___ Supplied data

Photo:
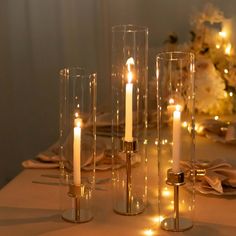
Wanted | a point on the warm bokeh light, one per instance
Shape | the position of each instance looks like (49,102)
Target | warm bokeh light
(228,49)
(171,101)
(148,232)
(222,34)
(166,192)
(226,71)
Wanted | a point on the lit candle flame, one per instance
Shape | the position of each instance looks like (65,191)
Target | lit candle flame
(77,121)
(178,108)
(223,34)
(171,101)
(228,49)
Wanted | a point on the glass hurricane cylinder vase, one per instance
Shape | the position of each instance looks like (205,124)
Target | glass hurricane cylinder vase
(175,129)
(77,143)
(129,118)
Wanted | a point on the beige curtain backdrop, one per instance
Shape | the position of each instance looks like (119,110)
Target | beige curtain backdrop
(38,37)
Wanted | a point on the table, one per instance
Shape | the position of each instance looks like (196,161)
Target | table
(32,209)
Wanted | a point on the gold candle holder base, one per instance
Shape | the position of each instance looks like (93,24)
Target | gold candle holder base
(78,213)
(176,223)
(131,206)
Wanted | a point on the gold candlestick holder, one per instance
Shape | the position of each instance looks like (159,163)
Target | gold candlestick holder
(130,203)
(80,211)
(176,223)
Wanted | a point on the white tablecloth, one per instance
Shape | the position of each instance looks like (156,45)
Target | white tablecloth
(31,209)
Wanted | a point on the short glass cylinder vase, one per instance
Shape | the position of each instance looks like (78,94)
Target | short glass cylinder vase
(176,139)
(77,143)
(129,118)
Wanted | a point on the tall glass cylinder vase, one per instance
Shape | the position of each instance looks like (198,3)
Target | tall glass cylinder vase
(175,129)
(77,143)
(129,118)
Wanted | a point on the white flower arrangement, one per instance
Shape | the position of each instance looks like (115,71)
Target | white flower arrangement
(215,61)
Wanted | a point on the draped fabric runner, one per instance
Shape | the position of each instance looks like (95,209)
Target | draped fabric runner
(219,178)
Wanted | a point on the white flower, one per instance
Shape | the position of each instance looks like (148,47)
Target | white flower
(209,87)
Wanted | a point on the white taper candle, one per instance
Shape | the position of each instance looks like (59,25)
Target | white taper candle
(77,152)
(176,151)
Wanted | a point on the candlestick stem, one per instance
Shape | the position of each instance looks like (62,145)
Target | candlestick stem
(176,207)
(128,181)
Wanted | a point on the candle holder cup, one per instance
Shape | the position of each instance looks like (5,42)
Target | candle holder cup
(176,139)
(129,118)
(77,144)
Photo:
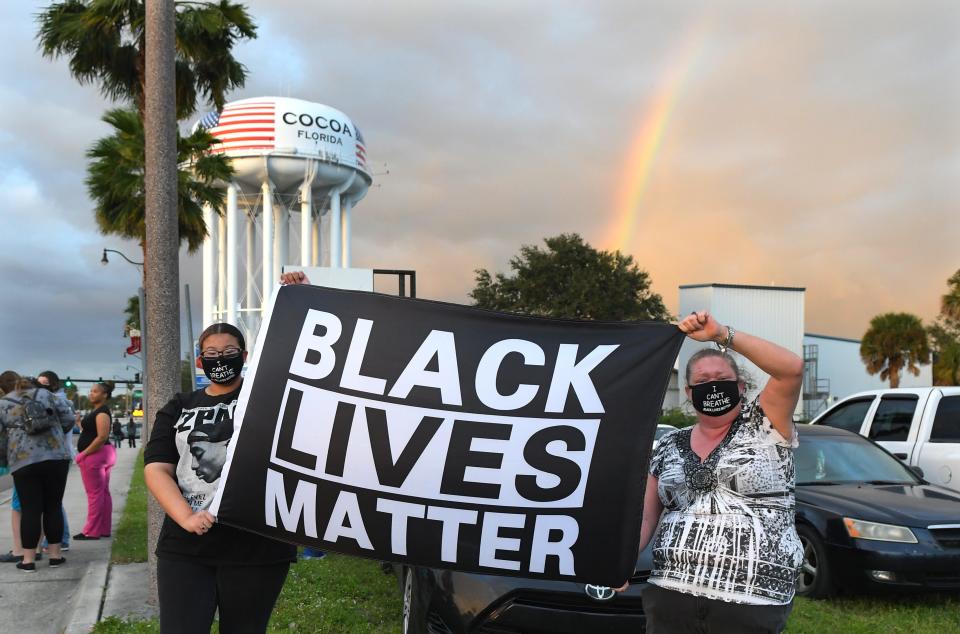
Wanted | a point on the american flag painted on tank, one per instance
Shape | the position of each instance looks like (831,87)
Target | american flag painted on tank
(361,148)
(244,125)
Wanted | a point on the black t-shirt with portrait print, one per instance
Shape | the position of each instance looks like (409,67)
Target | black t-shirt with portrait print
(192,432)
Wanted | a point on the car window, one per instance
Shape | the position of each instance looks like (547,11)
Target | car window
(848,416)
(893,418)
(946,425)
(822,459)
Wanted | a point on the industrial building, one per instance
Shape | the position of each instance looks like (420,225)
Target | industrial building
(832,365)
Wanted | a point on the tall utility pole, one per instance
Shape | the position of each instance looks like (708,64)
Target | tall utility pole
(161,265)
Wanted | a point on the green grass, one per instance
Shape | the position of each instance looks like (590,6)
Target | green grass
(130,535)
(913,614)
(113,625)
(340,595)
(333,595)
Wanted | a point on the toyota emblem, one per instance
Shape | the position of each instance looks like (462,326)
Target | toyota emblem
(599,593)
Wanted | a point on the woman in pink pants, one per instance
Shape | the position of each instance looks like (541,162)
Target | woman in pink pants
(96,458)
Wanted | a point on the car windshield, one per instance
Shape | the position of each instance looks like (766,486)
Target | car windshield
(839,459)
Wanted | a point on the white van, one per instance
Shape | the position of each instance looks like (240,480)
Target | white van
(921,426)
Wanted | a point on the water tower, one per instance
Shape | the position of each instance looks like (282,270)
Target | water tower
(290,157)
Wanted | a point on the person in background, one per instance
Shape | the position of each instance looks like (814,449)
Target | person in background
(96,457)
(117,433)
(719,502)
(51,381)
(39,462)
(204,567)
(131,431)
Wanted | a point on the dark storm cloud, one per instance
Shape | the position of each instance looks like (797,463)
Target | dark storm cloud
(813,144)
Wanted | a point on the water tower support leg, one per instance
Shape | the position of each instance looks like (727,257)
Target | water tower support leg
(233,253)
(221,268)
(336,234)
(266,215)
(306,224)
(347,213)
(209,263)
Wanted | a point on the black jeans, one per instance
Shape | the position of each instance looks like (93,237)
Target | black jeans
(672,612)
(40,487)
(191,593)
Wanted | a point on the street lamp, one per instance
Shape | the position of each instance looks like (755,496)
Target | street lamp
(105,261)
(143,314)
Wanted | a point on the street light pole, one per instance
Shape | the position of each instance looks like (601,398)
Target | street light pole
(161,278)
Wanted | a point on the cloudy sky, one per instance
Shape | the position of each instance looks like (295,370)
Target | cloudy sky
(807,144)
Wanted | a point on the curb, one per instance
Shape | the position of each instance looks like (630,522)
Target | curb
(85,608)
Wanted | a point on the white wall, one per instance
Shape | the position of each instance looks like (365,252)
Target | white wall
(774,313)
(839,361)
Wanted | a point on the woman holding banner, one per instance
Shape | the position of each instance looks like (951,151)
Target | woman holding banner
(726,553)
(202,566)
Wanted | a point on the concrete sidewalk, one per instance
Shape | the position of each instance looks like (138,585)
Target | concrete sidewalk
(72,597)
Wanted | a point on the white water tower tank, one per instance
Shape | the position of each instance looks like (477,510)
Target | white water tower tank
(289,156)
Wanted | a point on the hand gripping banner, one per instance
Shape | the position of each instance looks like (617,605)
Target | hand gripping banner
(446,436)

______
___ Supplied data

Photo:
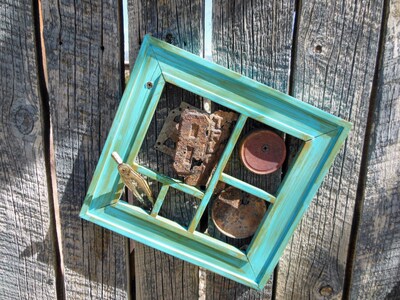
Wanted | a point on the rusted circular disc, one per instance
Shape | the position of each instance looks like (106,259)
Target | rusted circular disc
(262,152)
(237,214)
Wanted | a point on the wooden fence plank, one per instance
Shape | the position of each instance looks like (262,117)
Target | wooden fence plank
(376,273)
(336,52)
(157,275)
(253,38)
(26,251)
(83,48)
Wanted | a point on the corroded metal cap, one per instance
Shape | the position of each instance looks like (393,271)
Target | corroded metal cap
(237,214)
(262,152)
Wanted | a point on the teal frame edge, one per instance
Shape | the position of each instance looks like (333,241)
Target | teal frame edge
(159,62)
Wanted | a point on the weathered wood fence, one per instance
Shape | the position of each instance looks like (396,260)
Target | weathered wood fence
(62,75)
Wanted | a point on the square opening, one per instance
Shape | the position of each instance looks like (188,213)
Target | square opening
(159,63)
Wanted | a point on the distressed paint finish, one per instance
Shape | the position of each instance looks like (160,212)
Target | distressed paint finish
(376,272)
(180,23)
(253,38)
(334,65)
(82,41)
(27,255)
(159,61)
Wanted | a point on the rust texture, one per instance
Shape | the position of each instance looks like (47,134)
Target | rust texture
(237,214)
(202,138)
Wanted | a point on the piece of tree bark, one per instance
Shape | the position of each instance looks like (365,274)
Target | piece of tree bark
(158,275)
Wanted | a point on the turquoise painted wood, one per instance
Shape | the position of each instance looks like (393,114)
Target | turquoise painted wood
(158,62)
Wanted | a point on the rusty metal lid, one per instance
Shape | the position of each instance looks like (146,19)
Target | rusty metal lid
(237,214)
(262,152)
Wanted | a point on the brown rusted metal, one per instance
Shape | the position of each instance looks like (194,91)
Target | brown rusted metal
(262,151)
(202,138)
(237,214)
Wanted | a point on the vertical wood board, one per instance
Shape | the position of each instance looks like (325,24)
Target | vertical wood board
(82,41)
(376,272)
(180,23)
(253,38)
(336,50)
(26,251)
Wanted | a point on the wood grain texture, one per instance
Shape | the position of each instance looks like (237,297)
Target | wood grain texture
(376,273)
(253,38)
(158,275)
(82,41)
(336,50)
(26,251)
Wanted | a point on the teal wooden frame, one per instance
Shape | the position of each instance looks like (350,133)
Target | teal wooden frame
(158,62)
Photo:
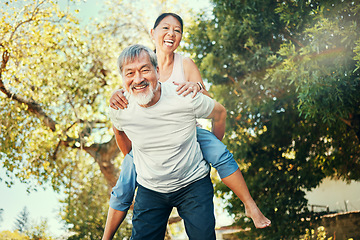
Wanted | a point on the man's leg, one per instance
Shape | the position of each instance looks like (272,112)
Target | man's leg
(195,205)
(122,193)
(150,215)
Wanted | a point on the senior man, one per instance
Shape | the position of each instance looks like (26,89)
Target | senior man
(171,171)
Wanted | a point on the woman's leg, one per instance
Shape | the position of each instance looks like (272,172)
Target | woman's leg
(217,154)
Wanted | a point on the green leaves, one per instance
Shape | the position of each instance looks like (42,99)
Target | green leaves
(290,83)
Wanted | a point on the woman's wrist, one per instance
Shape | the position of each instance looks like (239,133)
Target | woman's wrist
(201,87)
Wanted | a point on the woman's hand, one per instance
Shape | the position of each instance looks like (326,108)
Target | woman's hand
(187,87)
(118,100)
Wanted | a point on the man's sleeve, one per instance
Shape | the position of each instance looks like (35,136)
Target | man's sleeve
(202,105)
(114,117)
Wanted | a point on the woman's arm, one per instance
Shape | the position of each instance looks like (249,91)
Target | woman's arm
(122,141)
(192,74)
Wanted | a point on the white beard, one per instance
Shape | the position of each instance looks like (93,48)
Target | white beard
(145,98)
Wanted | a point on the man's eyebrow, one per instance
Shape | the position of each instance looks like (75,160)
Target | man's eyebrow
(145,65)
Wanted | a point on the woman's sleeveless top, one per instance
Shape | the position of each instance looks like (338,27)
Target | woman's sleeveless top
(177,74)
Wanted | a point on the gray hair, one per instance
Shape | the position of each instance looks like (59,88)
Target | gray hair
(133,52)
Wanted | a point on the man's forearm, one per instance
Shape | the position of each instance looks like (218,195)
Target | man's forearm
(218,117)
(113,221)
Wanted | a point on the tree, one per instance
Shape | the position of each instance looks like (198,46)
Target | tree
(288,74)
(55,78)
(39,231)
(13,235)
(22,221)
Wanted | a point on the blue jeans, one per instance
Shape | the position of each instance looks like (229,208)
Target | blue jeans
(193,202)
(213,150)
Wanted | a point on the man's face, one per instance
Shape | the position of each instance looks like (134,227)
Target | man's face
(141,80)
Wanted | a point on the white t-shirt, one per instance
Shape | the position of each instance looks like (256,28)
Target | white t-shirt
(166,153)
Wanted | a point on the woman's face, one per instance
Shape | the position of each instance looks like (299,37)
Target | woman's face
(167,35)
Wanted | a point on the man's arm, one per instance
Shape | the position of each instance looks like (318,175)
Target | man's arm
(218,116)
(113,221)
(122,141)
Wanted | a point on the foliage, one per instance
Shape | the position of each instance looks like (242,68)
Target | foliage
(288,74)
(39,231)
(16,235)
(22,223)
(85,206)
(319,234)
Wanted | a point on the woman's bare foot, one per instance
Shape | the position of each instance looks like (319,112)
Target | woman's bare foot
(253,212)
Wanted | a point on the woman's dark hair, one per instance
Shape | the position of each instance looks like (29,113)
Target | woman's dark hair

______

• Requirement: Extract every line in the material above that contains the word "hand", and copy each one in full.

• Written response:
Wanted | a point on the hand gripping banner, one per instance
Target | hand gripping banner
Wanted | a point on the woman's hand, one per instance
Target | woman's hand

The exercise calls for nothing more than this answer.